TASK INSTRUCTIONS
Reproduce only the lines from the line containing "Please pick out the beige" to the end of the entries below, including both of those lines.

# Start of SOURCE DATA

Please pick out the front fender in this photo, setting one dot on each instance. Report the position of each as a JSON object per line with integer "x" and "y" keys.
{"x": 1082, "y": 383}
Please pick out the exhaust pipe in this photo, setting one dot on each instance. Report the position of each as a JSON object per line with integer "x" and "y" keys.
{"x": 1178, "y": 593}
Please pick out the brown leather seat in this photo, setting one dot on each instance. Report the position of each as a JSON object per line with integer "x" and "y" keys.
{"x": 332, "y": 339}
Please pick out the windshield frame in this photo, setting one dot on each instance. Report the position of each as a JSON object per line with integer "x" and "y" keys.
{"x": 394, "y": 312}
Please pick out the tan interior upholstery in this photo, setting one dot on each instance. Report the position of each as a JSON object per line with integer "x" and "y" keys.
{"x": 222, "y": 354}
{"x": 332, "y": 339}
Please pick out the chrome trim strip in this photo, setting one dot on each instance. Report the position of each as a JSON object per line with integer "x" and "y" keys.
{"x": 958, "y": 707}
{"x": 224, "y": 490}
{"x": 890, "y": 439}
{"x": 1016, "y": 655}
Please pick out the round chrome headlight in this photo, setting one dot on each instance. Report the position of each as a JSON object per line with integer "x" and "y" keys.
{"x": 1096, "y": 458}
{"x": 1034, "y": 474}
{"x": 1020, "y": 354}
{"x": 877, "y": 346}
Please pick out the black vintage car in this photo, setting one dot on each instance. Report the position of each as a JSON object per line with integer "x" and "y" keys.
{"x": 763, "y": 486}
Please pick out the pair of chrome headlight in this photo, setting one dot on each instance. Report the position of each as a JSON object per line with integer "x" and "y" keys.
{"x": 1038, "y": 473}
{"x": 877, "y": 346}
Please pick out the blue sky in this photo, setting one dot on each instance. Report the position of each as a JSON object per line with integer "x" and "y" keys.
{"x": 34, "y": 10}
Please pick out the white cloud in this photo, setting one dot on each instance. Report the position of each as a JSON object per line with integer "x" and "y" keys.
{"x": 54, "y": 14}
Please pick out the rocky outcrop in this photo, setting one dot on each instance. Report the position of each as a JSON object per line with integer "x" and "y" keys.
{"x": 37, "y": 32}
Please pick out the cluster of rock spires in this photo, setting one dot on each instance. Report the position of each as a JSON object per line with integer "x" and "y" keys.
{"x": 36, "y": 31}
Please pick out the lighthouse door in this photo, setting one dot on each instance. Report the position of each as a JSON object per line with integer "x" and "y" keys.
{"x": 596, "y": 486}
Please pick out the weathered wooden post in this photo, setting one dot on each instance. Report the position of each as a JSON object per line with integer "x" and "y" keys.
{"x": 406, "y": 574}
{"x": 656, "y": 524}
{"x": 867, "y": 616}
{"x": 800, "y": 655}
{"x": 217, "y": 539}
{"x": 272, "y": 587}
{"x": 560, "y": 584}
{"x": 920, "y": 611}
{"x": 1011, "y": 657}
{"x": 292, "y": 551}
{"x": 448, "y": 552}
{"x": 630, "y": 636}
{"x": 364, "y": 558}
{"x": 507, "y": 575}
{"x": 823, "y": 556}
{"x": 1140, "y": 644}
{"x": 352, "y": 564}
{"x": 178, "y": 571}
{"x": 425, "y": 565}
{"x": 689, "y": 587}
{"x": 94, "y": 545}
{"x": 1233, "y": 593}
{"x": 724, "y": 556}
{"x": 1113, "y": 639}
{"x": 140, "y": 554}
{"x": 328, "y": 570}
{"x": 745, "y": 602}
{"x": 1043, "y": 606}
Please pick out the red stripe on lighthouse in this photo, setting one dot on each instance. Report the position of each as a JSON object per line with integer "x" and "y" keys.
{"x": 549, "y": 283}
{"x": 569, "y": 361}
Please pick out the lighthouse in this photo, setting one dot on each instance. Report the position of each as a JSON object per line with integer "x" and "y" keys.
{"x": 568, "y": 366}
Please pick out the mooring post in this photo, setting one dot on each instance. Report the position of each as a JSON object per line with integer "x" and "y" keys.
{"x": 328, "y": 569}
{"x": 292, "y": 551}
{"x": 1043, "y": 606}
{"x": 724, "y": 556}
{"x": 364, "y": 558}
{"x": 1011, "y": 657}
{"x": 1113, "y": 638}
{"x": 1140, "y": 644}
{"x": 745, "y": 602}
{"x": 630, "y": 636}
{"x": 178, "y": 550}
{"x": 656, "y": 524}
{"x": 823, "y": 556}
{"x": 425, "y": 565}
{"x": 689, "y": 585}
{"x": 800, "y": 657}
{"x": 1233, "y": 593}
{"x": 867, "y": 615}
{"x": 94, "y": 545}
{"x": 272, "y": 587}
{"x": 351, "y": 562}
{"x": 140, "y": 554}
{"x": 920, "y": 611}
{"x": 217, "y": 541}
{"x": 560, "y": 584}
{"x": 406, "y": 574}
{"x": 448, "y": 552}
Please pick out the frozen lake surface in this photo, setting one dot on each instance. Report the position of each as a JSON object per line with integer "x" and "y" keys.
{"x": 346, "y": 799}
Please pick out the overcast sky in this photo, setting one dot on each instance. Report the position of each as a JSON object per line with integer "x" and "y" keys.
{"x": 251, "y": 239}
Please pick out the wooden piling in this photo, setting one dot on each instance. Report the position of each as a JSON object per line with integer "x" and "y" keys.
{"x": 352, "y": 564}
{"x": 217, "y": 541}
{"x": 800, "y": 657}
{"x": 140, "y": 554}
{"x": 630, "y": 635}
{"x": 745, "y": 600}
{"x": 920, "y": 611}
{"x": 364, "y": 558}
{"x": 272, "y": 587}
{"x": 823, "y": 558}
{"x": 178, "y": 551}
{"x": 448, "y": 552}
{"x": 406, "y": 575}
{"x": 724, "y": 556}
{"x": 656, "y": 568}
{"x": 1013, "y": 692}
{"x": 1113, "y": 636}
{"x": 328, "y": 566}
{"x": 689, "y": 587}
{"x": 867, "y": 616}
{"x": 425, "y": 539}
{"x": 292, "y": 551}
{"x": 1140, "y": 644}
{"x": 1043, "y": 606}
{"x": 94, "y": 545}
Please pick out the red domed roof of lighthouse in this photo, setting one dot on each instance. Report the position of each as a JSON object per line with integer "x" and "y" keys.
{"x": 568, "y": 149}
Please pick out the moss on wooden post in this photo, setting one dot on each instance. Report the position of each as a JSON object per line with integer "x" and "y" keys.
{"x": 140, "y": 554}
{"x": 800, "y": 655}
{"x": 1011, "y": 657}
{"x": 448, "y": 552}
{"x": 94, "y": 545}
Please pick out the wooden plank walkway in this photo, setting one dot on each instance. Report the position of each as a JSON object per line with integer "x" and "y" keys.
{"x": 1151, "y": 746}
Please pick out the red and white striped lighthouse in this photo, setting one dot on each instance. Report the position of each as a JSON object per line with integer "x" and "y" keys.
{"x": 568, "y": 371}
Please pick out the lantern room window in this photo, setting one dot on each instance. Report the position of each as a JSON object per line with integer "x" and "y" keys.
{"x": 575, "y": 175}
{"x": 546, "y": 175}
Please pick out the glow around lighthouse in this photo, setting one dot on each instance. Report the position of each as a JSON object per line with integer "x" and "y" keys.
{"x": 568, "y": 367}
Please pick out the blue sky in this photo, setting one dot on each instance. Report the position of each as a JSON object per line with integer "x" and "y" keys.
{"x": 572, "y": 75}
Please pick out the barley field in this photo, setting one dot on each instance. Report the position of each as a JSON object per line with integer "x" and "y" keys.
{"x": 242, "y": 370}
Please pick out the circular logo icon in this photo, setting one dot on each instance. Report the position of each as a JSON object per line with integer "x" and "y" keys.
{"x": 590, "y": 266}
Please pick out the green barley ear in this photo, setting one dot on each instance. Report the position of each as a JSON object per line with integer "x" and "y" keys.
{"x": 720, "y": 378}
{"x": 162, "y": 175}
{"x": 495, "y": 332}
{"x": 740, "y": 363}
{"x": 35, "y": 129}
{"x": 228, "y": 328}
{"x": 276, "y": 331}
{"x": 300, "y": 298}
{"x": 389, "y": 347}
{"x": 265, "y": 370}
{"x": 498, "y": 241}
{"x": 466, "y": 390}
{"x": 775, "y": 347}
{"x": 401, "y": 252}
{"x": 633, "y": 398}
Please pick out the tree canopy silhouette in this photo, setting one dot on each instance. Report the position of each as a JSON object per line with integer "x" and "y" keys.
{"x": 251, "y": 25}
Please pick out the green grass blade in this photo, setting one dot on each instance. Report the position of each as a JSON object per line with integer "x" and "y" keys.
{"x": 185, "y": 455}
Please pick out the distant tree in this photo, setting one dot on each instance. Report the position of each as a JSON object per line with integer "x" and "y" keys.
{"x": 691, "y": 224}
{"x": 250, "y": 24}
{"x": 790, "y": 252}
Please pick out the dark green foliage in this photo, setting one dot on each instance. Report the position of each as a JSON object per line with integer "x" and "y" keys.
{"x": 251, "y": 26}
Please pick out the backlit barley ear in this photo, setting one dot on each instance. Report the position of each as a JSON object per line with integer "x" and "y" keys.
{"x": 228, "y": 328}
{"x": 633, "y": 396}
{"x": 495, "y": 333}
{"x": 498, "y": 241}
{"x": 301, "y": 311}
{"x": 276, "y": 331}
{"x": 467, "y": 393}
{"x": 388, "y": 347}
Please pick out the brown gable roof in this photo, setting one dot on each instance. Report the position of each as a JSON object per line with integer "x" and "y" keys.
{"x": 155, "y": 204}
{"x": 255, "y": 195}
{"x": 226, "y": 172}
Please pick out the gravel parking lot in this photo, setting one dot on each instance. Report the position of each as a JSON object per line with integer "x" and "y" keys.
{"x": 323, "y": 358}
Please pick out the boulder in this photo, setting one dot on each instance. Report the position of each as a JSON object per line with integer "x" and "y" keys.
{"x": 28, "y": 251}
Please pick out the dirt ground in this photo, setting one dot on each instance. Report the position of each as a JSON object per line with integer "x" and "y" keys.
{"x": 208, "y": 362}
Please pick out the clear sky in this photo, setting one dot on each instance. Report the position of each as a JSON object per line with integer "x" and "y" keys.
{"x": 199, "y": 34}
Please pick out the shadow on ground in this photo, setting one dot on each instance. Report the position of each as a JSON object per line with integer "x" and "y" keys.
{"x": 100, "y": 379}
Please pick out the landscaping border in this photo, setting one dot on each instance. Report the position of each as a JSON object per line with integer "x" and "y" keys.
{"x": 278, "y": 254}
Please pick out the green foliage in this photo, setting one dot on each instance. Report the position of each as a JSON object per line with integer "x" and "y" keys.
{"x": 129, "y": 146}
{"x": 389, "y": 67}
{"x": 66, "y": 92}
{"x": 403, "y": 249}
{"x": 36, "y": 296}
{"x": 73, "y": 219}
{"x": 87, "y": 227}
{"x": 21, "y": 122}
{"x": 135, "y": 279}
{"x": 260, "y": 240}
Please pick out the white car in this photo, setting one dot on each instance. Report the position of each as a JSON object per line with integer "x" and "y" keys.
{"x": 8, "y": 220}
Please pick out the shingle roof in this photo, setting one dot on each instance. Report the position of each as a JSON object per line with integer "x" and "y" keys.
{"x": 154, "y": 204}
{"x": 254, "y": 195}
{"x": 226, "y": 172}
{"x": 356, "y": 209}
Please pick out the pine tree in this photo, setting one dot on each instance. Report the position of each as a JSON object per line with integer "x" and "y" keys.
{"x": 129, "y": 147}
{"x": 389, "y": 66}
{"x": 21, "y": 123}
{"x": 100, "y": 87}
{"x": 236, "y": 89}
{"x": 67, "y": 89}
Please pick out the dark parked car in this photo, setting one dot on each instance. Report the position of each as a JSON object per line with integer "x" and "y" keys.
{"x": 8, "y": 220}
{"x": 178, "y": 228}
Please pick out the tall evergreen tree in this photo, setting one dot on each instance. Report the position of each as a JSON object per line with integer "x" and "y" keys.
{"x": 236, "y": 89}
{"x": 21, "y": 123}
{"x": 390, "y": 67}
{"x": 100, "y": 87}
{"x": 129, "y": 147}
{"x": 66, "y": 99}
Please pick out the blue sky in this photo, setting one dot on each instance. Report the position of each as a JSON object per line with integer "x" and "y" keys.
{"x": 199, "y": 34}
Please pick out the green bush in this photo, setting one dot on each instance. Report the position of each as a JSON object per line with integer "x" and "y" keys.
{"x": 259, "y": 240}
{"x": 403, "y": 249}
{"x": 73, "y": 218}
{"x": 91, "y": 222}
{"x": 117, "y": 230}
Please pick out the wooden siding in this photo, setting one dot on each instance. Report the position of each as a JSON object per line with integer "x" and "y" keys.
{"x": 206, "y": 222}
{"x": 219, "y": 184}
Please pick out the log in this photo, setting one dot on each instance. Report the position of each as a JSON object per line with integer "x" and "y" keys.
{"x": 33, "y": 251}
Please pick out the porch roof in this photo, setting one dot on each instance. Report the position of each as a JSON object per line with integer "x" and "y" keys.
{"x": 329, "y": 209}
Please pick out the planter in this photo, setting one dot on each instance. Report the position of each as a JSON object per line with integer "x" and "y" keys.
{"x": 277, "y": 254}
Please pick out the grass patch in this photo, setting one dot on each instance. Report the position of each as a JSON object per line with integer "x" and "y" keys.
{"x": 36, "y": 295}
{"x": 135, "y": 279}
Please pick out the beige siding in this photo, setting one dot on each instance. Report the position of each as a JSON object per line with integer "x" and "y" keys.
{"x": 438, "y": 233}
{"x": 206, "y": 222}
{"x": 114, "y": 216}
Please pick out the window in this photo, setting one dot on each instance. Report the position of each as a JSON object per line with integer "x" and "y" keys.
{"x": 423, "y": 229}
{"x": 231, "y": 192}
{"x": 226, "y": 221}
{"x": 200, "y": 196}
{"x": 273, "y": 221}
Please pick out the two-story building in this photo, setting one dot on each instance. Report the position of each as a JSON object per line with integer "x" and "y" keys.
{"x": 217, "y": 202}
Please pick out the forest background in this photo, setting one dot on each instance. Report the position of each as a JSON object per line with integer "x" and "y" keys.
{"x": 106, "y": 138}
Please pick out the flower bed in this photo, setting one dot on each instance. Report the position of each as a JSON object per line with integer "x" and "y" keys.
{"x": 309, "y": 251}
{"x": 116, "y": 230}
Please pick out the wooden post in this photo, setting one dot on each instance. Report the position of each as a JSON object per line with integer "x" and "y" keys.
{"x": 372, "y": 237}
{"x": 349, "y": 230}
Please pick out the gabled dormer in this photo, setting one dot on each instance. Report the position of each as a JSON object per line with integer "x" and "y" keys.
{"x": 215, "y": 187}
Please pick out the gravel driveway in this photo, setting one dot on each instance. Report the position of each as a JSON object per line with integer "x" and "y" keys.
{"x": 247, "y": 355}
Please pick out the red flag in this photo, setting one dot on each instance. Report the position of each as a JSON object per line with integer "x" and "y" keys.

# End of SOURCE DATA

FULL ANSWER
Please pick out the beige siding in this photo, setting one dot on each instance. Report the position of each as a JSON object per line with integer "x" and "y" keys.
{"x": 438, "y": 233}
{"x": 206, "y": 222}
{"x": 114, "y": 216}
Please pick out the window in this photo, setting one dot on each instance. Report the position of each as a JSON object per line with integer "x" and "y" keys.
{"x": 423, "y": 229}
{"x": 231, "y": 192}
{"x": 226, "y": 221}
{"x": 200, "y": 196}
{"x": 273, "y": 221}
Please pick out the two-story building in this photo, setting one dot on each instance. Report the position of each as a JSON object per line with integer "x" and "y" keys.
{"x": 217, "y": 202}
Please pick out the forest background in this photo, setting one dot on each instance. Report the position of each as a JSON object per line with integer "x" and "y" keys.
{"x": 106, "y": 138}
Please pick out the flower bed in this photo, setting one dot on each instance. Report the position of each as a JSON object per line with integer "x" and "y" keys.
{"x": 309, "y": 251}
{"x": 116, "y": 230}
Please pick out the wooden post in this photo, setting one dot on each instance. Report the position of each as a JSON object per line with integer "x" and "y" keys.
{"x": 372, "y": 237}
{"x": 349, "y": 230}
Please pick out the gabled dormer in this photo, setting one dot on each instance. Report the position of each as a JSON object per line with integer "x" and "y" keys.
{"x": 215, "y": 187}
Please pick out the gravel driveway in this photo, setting one dot on each instance. Report the position of each as a JSON object per line with integer "x" and "y" keys.
{"x": 247, "y": 355}
Please pick out the red flag in this photo, setting one dot on each instance. Report the position of each as a JSON object per line with integer "x" and "y" keys.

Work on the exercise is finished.